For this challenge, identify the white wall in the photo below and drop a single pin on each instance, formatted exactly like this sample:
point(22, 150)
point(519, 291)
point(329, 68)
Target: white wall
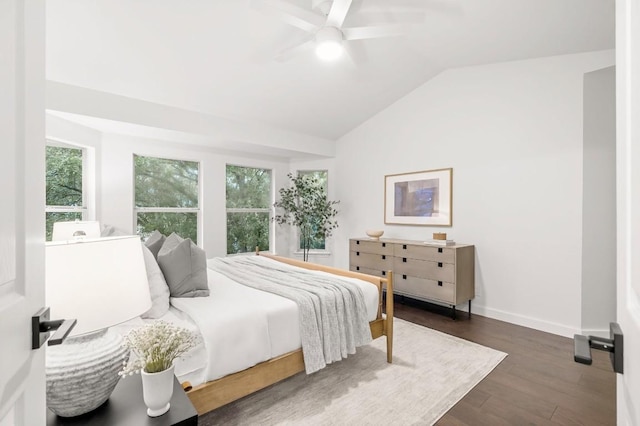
point(599, 201)
point(513, 134)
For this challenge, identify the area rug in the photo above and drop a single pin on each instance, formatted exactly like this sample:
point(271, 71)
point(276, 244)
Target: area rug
point(431, 371)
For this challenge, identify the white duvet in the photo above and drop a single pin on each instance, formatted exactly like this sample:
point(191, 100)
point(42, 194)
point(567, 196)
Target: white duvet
point(242, 327)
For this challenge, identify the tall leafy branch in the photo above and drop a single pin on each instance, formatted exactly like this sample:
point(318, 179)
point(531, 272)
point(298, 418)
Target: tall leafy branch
point(304, 204)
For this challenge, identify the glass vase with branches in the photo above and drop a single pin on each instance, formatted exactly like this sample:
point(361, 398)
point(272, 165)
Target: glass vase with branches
point(305, 205)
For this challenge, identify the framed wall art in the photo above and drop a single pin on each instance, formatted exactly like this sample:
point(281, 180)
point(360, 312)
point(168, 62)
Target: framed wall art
point(419, 198)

= = = = =

Your instructions -
Count the lines of the material holding "instance". Report the number alone.

Expected answer -
6